> WHAT THIS TASK INVOLVES: The entries below are to be written out again without alteration.
.....
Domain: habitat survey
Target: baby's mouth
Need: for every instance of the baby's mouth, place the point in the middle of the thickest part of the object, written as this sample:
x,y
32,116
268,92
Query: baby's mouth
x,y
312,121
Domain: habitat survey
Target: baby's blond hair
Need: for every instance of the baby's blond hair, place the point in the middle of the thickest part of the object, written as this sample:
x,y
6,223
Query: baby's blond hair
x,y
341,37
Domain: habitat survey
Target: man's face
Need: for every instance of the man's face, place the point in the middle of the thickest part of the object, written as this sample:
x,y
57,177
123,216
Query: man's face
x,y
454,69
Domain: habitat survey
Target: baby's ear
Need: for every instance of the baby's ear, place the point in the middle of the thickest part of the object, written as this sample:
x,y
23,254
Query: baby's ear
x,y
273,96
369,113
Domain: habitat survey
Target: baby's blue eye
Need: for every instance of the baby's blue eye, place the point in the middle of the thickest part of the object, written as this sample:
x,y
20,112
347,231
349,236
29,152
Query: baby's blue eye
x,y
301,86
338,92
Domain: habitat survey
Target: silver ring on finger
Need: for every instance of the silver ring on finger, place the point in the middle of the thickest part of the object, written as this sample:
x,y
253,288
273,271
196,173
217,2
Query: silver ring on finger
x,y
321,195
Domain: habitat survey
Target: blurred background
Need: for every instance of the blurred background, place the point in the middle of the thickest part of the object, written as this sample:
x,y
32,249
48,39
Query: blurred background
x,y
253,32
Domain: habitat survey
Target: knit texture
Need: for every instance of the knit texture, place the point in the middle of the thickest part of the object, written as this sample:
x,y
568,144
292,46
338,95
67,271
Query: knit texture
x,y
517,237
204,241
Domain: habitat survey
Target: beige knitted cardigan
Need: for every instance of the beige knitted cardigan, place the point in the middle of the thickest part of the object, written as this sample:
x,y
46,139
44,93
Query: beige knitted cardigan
.....
> THE SOLUTION:
Domain: habitat survey
Target: baby's mouth
Need: for every instance of the baby's mouth, place the point in the middle of the thickest part of the object, written as this sample:
x,y
32,116
268,92
Query: baby's mouth
x,y
312,121
Domain: habitat survey
Target: baby's blond hair
Need: for every instance of the baby's blond hair, place the point in the middle of the thickest part of the object, written as this sample:
x,y
6,223
Query: baby's blond hair
x,y
341,37
Domain: habitat survey
Target: man's face
Need: for every instance of the man's face, place the point in the middle of the thickest part of the object, written as this sample:
x,y
57,177
123,216
Query: man's face
x,y
454,69
Domain: habitat survey
Target: baby's ear
Need: for every instance of the baby's ear, place the point in the middle of the thickest part of the object, written as this sample:
x,y
23,254
Query: baby's ear
x,y
273,96
369,113
Domain: habitat survey
Target: baby's blue eye
Need: for every instance of the baby's blue eye, place the point in the middle of the thickest part of the object, written as this sample:
x,y
20,112
347,231
349,236
29,152
Query: baby's blue eye
x,y
301,86
338,92
Domain: habitat survey
Target: silver ring on finger
Need: for every instance of the silver ring on finger, place the point in the middle of the thickest part of the object, written as this sample:
x,y
253,288
273,271
196,173
217,2
Query: silver ring on finger
x,y
321,195
Domain: habitat survey
Target: blurred background
Need: for every instance of the blurred background, place the point in the middle of the thickest part of the object, written as this sample:
x,y
32,249
48,39
Query: blurred background
x,y
253,32
Domain: habitat survey
Target: knit texture
Need: for every instance of the knit texture, place the point in the middle of the thickest part of the object, written as this sample:
x,y
568,144
292,46
338,95
67,271
Query: knit texture
x,y
517,237
204,241
Domain: habitat survey
Target: beige knitted cardigan
Need: for every instance of the beige knitted cardigan, place the point in the middle of the thickest part of the object, written as this sample:
x,y
46,139
44,93
Query: beige knitted cardigan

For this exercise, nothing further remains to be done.